Set problem - Carry on the piece about container freight stations, picking up right after its last sentence.

Reading text -
--------------------------------------------------
In the past, the goods were often sorted at the time of onboarding while loading smaller shipments.
However, the introduction of containerized shipping ensured goods can only be organized and classified before onboarding.
In this guide, you’ll understand the role, significance, and impact of CFS in international shipping and supply chain.
- Meaning of Container Freight Station
- Benefits of Container Freight Station
- Types of Container Freight Stations
- How Container Freight Station Works
- The Main Receiving Services of CFS
- What is CFS Port Area?
- Container Freight Station Requirements
- Procedures for Setting Up CFS
- How doe CFS Compare with ICD
- How Container Freight Station and Container Yard Compare
- Comparison between CFS and Bonded Warehouse
- CY/CY and CFS/CFS Terms of Bill of Lading
- Functions and Responsibilities of CFS
- Container Freight Station Fees
Meaning of Container Freight Station
Container Freight Station is commonly known as CFS.
It refers to a warehouse where cargo belonging to different importers and exporters is consolidated and deconsolidated before exporting or importing.
In simple terms, CFS is a space for storing consignments before loading and after loading the cargo.
For LCL shipments, the CFS is often owned by a terminal or shipping line with a warehouse near the port.
The entity owning the CFS, in this case, is responsible for customs assessments and clearance protocols.
In LCL, shipments belong to different clients.
Thus the cargo is loaded in a single container and brought to CFS for consolidation before dispatching to an ultimate destination.
Several import-export transactions occur in this station both at the point of origin and destination.
In principle, CFS is thus categorized as origin CFS and destination CFS.
All the dealings are often processed through customs authentications in a customs notified area.
The main link between CFS and other entities involved in the transaction is a Customs Agent.
Benefits of Container Freight Station
In general, container freight station is an essential part of import-export logistics in various ways such as the following;
- Ideally, CFS plays a vital role in in facilitating intermodal transport. This helps in cost savings and better control of inventory
It is also essential in optimizing the process of sending smaller consignments to their respective destinations.
Consolidation of LCL shipments into larger containers.
This makes it easy for freight of the same or different clients being transported towards same destination.
- CFS creates a centralized location for both exporters and importers to send and receive their products, respectively.
It serves as a staging area for imports-exports.
- Goods at the CFS are often consolidated into containers. While at it, each vessel receives a unique ID number.
This number is vital in assisting you in tracking the containers as well as the product.
- In CFS, an appropriate list is generated and maintained. This includes the importer/exporter name, Customs agent name/house, and the product.
The data also captures port of loading/unloading the cargo, truck number, size, quantity, and shipping line, among others.
This is essential since it helps in preventing loss of cargo and confusion in the entire process.
- Since goods shipped are containerized, it becomes difficult for them to get damaged.
It offers greater cargo security, efficient and timely loading, unloading, stuffing, and de-stuffing.
In essence, it helps in facilitating a smooth transaction process between the exporter and the importer.
--------------------------------------------------
Rows -

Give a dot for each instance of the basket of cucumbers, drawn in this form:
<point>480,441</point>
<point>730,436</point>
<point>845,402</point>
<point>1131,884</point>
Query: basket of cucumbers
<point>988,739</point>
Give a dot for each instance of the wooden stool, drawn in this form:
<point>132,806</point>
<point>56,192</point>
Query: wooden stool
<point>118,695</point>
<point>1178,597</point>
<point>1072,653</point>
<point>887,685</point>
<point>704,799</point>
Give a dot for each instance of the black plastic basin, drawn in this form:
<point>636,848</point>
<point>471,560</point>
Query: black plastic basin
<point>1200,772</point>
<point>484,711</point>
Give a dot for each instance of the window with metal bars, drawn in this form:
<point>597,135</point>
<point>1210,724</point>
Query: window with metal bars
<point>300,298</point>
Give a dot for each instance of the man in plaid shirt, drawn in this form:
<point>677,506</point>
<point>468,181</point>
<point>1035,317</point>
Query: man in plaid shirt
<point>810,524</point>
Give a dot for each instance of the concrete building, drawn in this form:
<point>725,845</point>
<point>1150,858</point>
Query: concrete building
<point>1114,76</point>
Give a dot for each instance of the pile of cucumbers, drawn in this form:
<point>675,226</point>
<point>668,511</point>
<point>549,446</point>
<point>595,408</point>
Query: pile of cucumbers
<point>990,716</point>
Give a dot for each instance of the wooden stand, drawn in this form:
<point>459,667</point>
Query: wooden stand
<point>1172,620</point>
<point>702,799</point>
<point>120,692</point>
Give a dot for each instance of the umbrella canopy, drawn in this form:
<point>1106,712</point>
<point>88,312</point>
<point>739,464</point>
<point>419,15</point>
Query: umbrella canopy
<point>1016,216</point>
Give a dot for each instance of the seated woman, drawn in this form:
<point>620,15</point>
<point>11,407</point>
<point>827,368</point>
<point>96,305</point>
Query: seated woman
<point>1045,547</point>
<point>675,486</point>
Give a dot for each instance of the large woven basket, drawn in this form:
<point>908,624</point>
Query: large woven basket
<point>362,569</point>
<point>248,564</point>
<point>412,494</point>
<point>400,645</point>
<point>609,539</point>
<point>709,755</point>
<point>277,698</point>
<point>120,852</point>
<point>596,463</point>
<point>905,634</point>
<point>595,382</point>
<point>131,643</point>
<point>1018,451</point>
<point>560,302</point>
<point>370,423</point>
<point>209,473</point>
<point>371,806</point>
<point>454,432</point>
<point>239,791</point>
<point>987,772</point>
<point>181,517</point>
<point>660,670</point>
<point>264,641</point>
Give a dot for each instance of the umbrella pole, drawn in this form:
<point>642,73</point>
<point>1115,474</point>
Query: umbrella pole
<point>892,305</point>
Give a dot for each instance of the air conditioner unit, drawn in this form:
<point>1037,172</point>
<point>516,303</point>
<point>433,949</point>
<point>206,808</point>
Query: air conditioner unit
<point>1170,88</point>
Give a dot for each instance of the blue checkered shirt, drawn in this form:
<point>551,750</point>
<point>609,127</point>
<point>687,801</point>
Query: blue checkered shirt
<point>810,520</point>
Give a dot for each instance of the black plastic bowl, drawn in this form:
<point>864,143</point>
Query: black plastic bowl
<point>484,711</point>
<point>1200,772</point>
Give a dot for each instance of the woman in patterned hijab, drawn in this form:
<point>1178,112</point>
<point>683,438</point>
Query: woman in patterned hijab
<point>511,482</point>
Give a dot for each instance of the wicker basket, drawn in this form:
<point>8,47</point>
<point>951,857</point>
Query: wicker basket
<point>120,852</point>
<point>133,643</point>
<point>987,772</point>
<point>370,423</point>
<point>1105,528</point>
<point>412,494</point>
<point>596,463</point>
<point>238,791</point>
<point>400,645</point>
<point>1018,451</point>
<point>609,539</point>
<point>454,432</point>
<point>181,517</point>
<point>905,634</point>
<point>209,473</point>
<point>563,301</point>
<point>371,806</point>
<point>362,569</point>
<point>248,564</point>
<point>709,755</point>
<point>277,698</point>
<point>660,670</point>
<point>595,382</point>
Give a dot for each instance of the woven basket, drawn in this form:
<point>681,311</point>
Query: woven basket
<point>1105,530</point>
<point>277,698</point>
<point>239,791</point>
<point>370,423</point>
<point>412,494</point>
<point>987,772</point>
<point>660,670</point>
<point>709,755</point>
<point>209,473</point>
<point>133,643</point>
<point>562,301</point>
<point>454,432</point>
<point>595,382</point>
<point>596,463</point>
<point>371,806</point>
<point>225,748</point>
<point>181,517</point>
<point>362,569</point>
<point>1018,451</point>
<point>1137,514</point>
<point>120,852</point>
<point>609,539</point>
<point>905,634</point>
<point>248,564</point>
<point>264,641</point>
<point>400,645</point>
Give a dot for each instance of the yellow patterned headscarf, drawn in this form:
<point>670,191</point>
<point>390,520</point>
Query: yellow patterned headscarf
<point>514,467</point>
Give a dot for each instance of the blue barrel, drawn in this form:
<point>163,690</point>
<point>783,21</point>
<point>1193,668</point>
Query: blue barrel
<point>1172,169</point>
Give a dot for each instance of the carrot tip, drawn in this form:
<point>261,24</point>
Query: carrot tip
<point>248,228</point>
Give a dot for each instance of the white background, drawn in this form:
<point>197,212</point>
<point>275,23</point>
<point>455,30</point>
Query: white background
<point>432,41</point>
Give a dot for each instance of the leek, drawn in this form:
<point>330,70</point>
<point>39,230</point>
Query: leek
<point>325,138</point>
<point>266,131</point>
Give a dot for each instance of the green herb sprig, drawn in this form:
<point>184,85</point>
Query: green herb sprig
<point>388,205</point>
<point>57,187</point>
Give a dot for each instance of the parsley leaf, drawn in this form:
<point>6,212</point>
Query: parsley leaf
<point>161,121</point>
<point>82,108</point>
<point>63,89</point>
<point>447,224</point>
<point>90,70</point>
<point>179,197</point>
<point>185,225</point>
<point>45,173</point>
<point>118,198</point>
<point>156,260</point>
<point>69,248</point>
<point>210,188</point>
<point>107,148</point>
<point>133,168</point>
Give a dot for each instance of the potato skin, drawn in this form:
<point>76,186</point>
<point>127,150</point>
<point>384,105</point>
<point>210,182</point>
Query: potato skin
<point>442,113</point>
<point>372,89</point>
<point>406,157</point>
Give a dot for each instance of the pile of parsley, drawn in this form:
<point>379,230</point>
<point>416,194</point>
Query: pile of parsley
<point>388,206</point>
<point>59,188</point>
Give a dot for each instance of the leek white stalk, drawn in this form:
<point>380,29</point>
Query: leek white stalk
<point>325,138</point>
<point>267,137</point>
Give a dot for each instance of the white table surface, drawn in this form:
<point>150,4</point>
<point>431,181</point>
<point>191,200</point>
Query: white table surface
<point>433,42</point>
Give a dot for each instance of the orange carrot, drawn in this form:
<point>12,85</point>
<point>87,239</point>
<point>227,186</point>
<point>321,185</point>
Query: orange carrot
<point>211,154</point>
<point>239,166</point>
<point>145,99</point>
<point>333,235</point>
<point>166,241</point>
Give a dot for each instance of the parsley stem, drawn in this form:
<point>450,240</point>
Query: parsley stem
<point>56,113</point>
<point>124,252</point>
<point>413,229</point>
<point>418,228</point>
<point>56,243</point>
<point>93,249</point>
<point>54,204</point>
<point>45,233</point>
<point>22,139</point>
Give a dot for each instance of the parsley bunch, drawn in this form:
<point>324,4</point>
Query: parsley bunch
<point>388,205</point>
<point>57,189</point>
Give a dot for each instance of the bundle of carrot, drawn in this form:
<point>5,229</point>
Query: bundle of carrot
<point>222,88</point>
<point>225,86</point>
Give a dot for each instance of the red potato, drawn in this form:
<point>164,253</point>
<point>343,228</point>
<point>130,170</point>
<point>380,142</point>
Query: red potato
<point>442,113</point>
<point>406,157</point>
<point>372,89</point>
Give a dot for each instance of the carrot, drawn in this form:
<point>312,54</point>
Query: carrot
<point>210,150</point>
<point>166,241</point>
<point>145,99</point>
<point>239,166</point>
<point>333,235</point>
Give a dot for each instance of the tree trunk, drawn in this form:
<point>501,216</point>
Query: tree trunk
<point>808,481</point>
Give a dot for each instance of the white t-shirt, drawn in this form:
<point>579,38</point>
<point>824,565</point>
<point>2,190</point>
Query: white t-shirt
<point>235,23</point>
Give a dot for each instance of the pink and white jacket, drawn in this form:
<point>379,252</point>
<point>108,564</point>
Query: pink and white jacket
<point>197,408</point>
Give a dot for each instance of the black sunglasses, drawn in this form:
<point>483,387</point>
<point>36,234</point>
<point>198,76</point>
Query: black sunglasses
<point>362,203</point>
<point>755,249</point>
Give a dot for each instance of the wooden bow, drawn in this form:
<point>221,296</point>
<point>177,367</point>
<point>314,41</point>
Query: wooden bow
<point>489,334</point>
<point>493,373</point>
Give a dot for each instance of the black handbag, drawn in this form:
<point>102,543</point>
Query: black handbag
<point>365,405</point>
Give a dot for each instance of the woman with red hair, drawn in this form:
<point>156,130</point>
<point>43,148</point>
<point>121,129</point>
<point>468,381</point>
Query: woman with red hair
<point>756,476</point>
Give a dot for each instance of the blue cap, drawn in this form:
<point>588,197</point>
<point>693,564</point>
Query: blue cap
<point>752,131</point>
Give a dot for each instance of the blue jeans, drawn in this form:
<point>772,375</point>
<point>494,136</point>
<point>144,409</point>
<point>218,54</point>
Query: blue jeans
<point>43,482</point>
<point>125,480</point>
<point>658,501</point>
--------------------------------------------------
Response below -
- Technically, CFS serves as a central point for consolidating smaller shipments. This is vital in reducing empty container movement hence making LCL shipments relatively cost-effective.
- CFS is also essential since it enhances automation for loading and unloading of containers at the docking point.
- In many instances, custom clearance protocols are hardly required in CFS. The importance of this is it enhances convenience by freeing you from the would-be daunting customs process.
- It also helps in decongesting the ports and terminals. And this is critical because it averts delays and inconveniences that would arise due to congestion in ports and terminals.
- CFS stations have both Foreign Trade Zone (FTZ) and Non-Foreign Trade Zone (Non-FTZ) components.
Essentially, many shippers often take advantage of keeping their commodities in-bond on a customs form.
It allows the shipper to defer taxes and duties payment until it is consumed in a manufacturing process or sold to customers.
- CFS is ideal for time-sensitive air-freight shipments.
In this aspect, it facilitates the fast and direct movement of such consignments from airport and delivery to various destinations.
And this happens within a short time-frame.
- This facility provides an extra layer of security hence reducing the risk of damage or theft of shipments.
Goods are shipped directly from port to the CFS warehouse.
- It enhances supply chain efficiency. This is particular for business, which involves frequent exportation and importation of goods that need short term storage.
Types of Container Freight Stations
CFS is categorized into two types, and they include the following;
a) Origin CFS
This refers to a container freight station situated in the country where the shipment is originating from.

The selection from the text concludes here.